WHAT TO PRODUCE:
Starting at the line with "<item>beige wall tile</item>" and ending at the line with "256 219 L 254", swap "boundary" for "edge" and keep everything else the same. Give back only those lines.

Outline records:
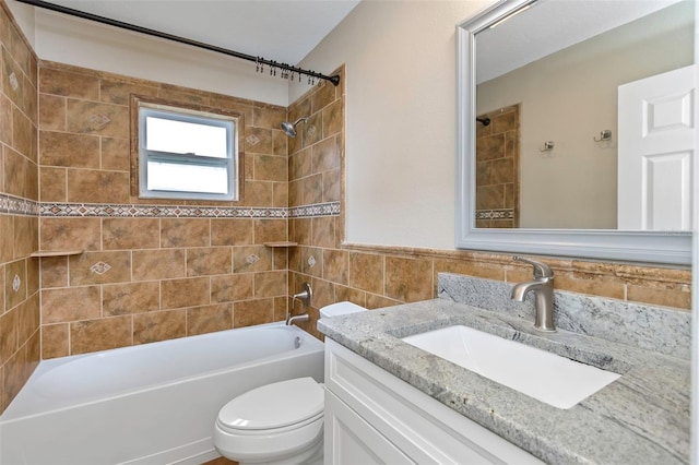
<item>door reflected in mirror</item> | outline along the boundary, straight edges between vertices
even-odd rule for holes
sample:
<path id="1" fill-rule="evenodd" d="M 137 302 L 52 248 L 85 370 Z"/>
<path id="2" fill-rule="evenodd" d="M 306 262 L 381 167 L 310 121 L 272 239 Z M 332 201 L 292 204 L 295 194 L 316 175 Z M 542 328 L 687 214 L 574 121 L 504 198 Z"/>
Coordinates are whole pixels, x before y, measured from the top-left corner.
<path id="1" fill-rule="evenodd" d="M 476 228 L 691 228 L 695 13 L 670 3 L 540 0 L 475 34 Z"/>

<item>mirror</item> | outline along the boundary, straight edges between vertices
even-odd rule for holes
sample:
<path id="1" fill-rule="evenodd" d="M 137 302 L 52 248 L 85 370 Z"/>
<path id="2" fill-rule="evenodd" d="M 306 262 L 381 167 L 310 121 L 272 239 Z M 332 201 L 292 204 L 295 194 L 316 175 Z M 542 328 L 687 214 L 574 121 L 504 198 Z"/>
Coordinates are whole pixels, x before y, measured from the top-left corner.
<path id="1" fill-rule="evenodd" d="M 694 116 L 666 112 L 694 102 L 694 14 L 689 0 L 506 0 L 460 24 L 457 247 L 690 263 Z M 636 174 L 631 129 L 647 121 L 625 95 L 675 69 L 690 83 L 670 81 L 684 100 L 661 99 L 650 115 L 657 133 L 692 134 L 663 147 L 692 145 Z M 668 172 L 683 182 L 642 184 Z"/>

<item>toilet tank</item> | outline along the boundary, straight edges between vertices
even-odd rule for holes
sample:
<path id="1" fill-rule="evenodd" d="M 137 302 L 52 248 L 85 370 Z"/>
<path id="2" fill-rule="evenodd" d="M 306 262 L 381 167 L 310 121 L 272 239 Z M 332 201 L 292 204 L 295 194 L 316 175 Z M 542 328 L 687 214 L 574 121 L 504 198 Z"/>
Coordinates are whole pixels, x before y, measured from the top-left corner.
<path id="1" fill-rule="evenodd" d="M 320 309 L 320 318 L 332 318 L 339 317 L 341 314 L 356 313 L 360 311 L 366 311 L 362 306 L 352 302 L 337 302 L 325 306 Z"/>

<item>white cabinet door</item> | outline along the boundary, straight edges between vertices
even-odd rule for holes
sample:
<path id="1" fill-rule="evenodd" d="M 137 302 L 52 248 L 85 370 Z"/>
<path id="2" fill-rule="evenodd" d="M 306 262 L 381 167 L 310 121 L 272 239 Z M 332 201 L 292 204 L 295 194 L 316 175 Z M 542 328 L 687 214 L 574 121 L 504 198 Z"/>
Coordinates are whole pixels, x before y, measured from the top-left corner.
<path id="1" fill-rule="evenodd" d="M 542 465 L 538 458 L 325 338 L 328 465 Z"/>
<path id="2" fill-rule="evenodd" d="M 618 229 L 690 230 L 695 67 L 619 86 Z"/>
<path id="3" fill-rule="evenodd" d="M 328 465 L 413 464 L 391 441 L 325 391 L 323 461 Z"/>

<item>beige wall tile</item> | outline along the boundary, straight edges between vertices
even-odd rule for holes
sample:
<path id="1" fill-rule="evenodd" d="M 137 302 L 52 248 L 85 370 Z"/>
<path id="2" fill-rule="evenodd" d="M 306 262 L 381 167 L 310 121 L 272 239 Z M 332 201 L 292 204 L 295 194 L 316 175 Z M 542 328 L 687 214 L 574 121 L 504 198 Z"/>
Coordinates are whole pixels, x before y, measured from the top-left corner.
<path id="1" fill-rule="evenodd" d="M 116 105 L 129 105 L 131 94 L 154 95 L 157 86 L 138 80 L 110 80 L 103 78 L 99 82 L 102 102 Z M 94 100 L 94 98 L 93 98 Z"/>
<path id="2" fill-rule="evenodd" d="M 14 237 L 14 215 L 0 215 L 0 235 Z M 0 263 L 14 258 L 14 240 L 0 240 Z"/>
<path id="3" fill-rule="evenodd" d="M 335 247 L 335 218 L 319 216 L 312 219 L 312 245 L 316 247 Z"/>
<path id="4" fill-rule="evenodd" d="M 28 341 L 40 326 L 39 295 L 34 293 L 17 307 L 19 341 Z"/>
<path id="5" fill-rule="evenodd" d="M 383 295 L 383 257 L 350 252 L 350 287 Z"/>
<path id="6" fill-rule="evenodd" d="M 4 266 L 4 308 L 11 310 L 27 298 L 26 260 L 15 260 Z"/>
<path id="7" fill-rule="evenodd" d="M 99 80 L 95 75 L 71 72 L 64 69 L 43 67 L 39 87 L 44 94 L 96 100 L 99 97 Z"/>
<path id="8" fill-rule="evenodd" d="M 129 136 L 129 107 L 68 99 L 68 131 L 79 134 Z"/>
<path id="9" fill-rule="evenodd" d="M 134 250 L 132 277 L 134 281 L 185 277 L 185 249 Z"/>
<path id="10" fill-rule="evenodd" d="M 0 94 L 0 142 L 12 144 L 12 102 Z"/>
<path id="11" fill-rule="evenodd" d="M 211 245 L 210 222 L 201 218 L 163 218 L 161 247 L 209 247 Z"/>
<path id="12" fill-rule="evenodd" d="M 129 203 L 129 174 L 96 169 L 69 169 L 68 201 L 74 203 Z"/>
<path id="13" fill-rule="evenodd" d="M 256 219 L 254 243 L 280 242 L 286 240 L 285 219 Z"/>
<path id="14" fill-rule="evenodd" d="M 288 295 L 286 288 L 287 273 L 275 271 L 254 274 L 254 298 L 277 297 Z"/>
<path id="15" fill-rule="evenodd" d="M 312 148 L 304 148 L 288 157 L 288 180 L 295 181 L 311 175 L 313 169 Z"/>
<path id="16" fill-rule="evenodd" d="M 254 274 L 237 273 L 211 278 L 211 301 L 233 302 L 254 297 Z"/>
<path id="17" fill-rule="evenodd" d="M 340 168 L 340 136 L 331 136 L 313 145 L 313 172 Z"/>
<path id="18" fill-rule="evenodd" d="M 102 168 L 118 171 L 129 171 L 129 140 L 126 138 L 100 138 L 102 141 Z"/>
<path id="19" fill-rule="evenodd" d="M 99 249 L 99 218 L 42 218 L 42 250 Z"/>
<path id="20" fill-rule="evenodd" d="M 259 181 L 286 182 L 287 159 L 285 156 L 256 155 L 254 179 Z"/>
<path id="21" fill-rule="evenodd" d="M 14 217 L 14 257 L 24 258 L 36 251 L 38 246 L 38 218 L 36 216 Z"/>
<path id="22" fill-rule="evenodd" d="M 187 335 L 187 310 L 133 315 L 133 344 L 155 343 Z"/>
<path id="23" fill-rule="evenodd" d="M 627 286 L 626 298 L 654 306 L 691 309 L 691 288 L 689 285 L 657 286 L 649 283 L 640 286 L 630 284 Z"/>
<path id="24" fill-rule="evenodd" d="M 272 250 L 264 246 L 233 248 L 233 272 L 251 273 L 272 271 Z"/>
<path id="25" fill-rule="evenodd" d="M 0 314 L 0 366 L 20 348 L 17 309 Z"/>
<path id="26" fill-rule="evenodd" d="M 274 321 L 274 299 L 257 299 L 233 305 L 233 326 L 242 327 Z"/>
<path id="27" fill-rule="evenodd" d="M 157 281 L 109 284 L 102 288 L 102 311 L 105 317 L 145 313 L 159 308 L 161 284 Z"/>
<path id="28" fill-rule="evenodd" d="M 99 318 L 99 287 L 42 290 L 42 323 L 62 323 Z"/>
<path id="29" fill-rule="evenodd" d="M 286 119 L 286 109 L 282 107 L 254 107 L 252 123 L 258 128 L 279 129 Z"/>
<path id="30" fill-rule="evenodd" d="M 232 303 L 187 309 L 188 336 L 230 329 L 233 329 Z"/>
<path id="31" fill-rule="evenodd" d="M 554 275 L 554 287 L 556 289 L 579 294 L 593 294 L 613 299 L 625 298 L 624 281 L 616 277 L 607 276 L 605 279 L 600 279 L 600 276 L 572 272 L 555 272 Z M 529 277 L 524 279 L 529 281 L 531 277 L 530 272 Z"/>
<path id="32" fill-rule="evenodd" d="M 342 100 L 323 108 L 323 138 L 340 133 L 344 126 Z"/>
<path id="33" fill-rule="evenodd" d="M 70 355 L 69 324 L 44 324 L 42 326 L 42 358 L 66 357 Z"/>
<path id="34" fill-rule="evenodd" d="M 300 272 L 320 277 L 323 273 L 323 251 L 316 247 L 300 248 Z"/>
<path id="35" fill-rule="evenodd" d="M 68 132 L 39 131 L 42 167 L 99 168 L 99 138 Z"/>
<path id="36" fill-rule="evenodd" d="M 274 184 L 269 181 L 245 181 L 245 198 L 242 206 L 272 206 Z"/>
<path id="37" fill-rule="evenodd" d="M 132 342 L 130 315 L 76 321 L 70 324 L 71 354 L 126 347 Z"/>
<path id="38" fill-rule="evenodd" d="M 211 220 L 212 246 L 245 246 L 252 243 L 252 219 Z"/>
<path id="39" fill-rule="evenodd" d="M 350 253 L 343 250 L 323 249 L 323 278 L 347 285 Z"/>
<path id="40" fill-rule="evenodd" d="M 210 303 L 208 277 L 168 279 L 161 283 L 161 305 L 163 309 L 198 307 Z"/>
<path id="41" fill-rule="evenodd" d="M 12 148 L 4 151 L 5 192 L 24 199 L 38 200 L 36 165 Z"/>
<path id="42" fill-rule="evenodd" d="M 56 95 L 39 95 L 39 129 L 66 131 L 66 98 Z"/>
<path id="43" fill-rule="evenodd" d="M 256 154 L 272 153 L 272 130 L 265 128 L 245 128 L 245 152 Z M 257 179 L 257 177 L 256 177 Z"/>
<path id="44" fill-rule="evenodd" d="M 42 167 L 39 175 L 40 201 L 66 202 L 68 174 L 66 168 Z"/>
<path id="45" fill-rule="evenodd" d="M 403 302 L 434 297 L 433 263 L 428 260 L 386 258 L 386 296 Z"/>
<path id="46" fill-rule="evenodd" d="M 68 257 L 42 259 L 42 288 L 68 287 Z"/>

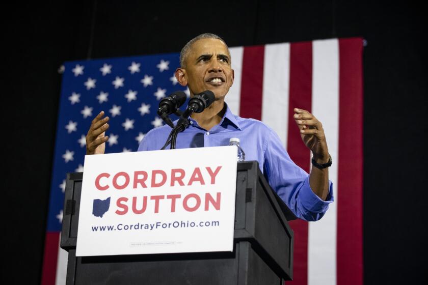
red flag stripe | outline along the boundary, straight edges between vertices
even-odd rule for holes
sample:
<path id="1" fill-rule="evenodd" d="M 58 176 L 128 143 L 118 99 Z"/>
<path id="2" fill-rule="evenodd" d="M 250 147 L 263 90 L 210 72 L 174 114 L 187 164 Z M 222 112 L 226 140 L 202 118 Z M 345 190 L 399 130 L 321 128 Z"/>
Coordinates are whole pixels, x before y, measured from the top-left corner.
<path id="1" fill-rule="evenodd" d="M 312 48 L 310 42 L 291 44 L 290 48 L 290 91 L 288 107 L 287 151 L 291 159 L 309 172 L 310 153 L 302 141 L 293 115 L 294 108 L 311 111 Z M 297 220 L 290 223 L 295 232 L 293 279 L 290 282 L 306 285 L 308 282 L 308 223 Z"/>
<path id="2" fill-rule="evenodd" d="M 46 233 L 45 238 L 43 266 L 42 269 L 42 285 L 55 284 L 56 277 L 57 261 L 60 242 L 60 233 Z"/>
<path id="3" fill-rule="evenodd" d="M 363 82 L 361 38 L 340 39 L 337 284 L 363 284 Z"/>
<path id="4" fill-rule="evenodd" d="M 264 46 L 245 47 L 242 63 L 239 116 L 261 120 Z"/>

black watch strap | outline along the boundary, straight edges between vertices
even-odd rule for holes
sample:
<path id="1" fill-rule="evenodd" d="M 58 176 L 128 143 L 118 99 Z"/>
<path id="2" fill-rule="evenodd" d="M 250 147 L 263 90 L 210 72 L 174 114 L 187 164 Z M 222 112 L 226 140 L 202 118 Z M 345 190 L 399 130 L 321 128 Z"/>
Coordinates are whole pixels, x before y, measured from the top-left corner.
<path id="1" fill-rule="evenodd" d="M 331 156 L 330 156 L 330 155 L 329 155 L 329 161 L 326 162 L 325 163 L 323 163 L 322 164 L 317 163 L 316 161 L 315 161 L 315 159 L 313 159 L 313 157 L 312 157 L 312 165 L 316 167 L 316 168 L 319 169 L 324 169 L 331 166 L 331 164 L 333 163 L 333 160 L 331 160 Z"/>

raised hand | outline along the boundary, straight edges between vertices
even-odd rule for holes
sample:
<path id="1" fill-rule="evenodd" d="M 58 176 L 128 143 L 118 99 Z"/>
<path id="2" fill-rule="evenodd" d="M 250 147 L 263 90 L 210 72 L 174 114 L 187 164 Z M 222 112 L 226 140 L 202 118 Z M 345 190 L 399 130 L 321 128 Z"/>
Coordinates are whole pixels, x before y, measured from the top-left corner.
<path id="1" fill-rule="evenodd" d="M 323 124 L 308 111 L 295 108 L 294 111 L 302 139 L 312 152 L 315 161 L 325 163 L 329 160 L 329 149 Z"/>
<path id="2" fill-rule="evenodd" d="M 103 116 L 104 111 L 101 111 L 92 120 L 86 135 L 86 154 L 102 154 L 105 151 L 105 142 L 109 136 L 105 134 L 110 127 L 107 124 L 110 118 L 103 118 Z"/>

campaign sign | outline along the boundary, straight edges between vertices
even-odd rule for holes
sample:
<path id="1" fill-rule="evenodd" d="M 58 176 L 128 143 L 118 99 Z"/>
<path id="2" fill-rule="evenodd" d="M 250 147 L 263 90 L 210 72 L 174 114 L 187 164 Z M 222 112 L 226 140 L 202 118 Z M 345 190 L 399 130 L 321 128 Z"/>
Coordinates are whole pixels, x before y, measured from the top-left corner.
<path id="1" fill-rule="evenodd" d="M 236 151 L 87 155 L 76 255 L 231 251 Z"/>

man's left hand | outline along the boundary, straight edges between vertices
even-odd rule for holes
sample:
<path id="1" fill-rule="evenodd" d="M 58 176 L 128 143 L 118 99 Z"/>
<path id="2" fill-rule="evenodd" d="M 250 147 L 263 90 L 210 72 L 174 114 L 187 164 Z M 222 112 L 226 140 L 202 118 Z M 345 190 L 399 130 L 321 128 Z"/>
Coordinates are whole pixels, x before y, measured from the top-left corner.
<path id="1" fill-rule="evenodd" d="M 300 130 L 305 145 L 312 152 L 313 159 L 318 163 L 329 160 L 329 149 L 323 124 L 308 111 L 295 108 L 294 119 Z"/>

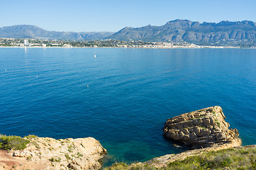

RESULT OF THE EXERCISE:
<item>beige wall tile</item> | outline along the edge, straight edges between vertices
even-odd rule for holes
sample:
<path id="1" fill-rule="evenodd" d="M 137 302 L 52 248 L 85 370 Z"/>
<path id="2" fill-rule="evenodd" d="M 306 262 L 381 167 L 310 121 L 272 239 Z M 332 201 L 292 204 L 295 194 L 316 175 Z M 542 328 L 687 214 L 574 121 L 504 198 Z"/>
Coordinates are whole pixels, x before y, measured from the top-left corner.
<path id="1" fill-rule="evenodd" d="M 116 105 L 129 105 L 131 94 L 154 95 L 157 86 L 138 80 L 110 80 L 103 78 L 99 82 L 102 102 Z M 94 100 L 94 98 L 93 98 Z"/>
<path id="2" fill-rule="evenodd" d="M 14 237 L 14 215 L 0 215 L 0 235 Z M 0 263 L 14 258 L 14 240 L 0 240 Z"/>
<path id="3" fill-rule="evenodd" d="M 335 247 L 335 218 L 319 216 L 312 219 L 312 245 L 316 247 Z"/>
<path id="4" fill-rule="evenodd" d="M 28 341 L 40 326 L 39 295 L 34 293 L 17 307 L 19 341 Z"/>
<path id="5" fill-rule="evenodd" d="M 383 295 L 383 257 L 350 252 L 350 287 Z"/>
<path id="6" fill-rule="evenodd" d="M 4 266 L 4 308 L 11 310 L 27 298 L 26 260 L 15 260 Z"/>
<path id="7" fill-rule="evenodd" d="M 99 80 L 95 75 L 71 72 L 64 69 L 43 67 L 39 87 L 44 94 L 96 100 L 99 97 Z"/>
<path id="8" fill-rule="evenodd" d="M 129 136 L 129 107 L 68 99 L 68 131 L 79 134 Z"/>
<path id="9" fill-rule="evenodd" d="M 134 250 L 132 277 L 134 281 L 185 277 L 185 249 Z"/>
<path id="10" fill-rule="evenodd" d="M 0 94 L 0 142 L 12 144 L 12 102 Z"/>
<path id="11" fill-rule="evenodd" d="M 211 245 L 210 222 L 201 218 L 163 218 L 161 247 L 209 247 Z"/>
<path id="12" fill-rule="evenodd" d="M 129 203 L 129 174 L 96 169 L 69 169 L 68 201 L 74 203 Z"/>
<path id="13" fill-rule="evenodd" d="M 256 219 L 254 243 L 280 242 L 286 240 L 285 219 Z"/>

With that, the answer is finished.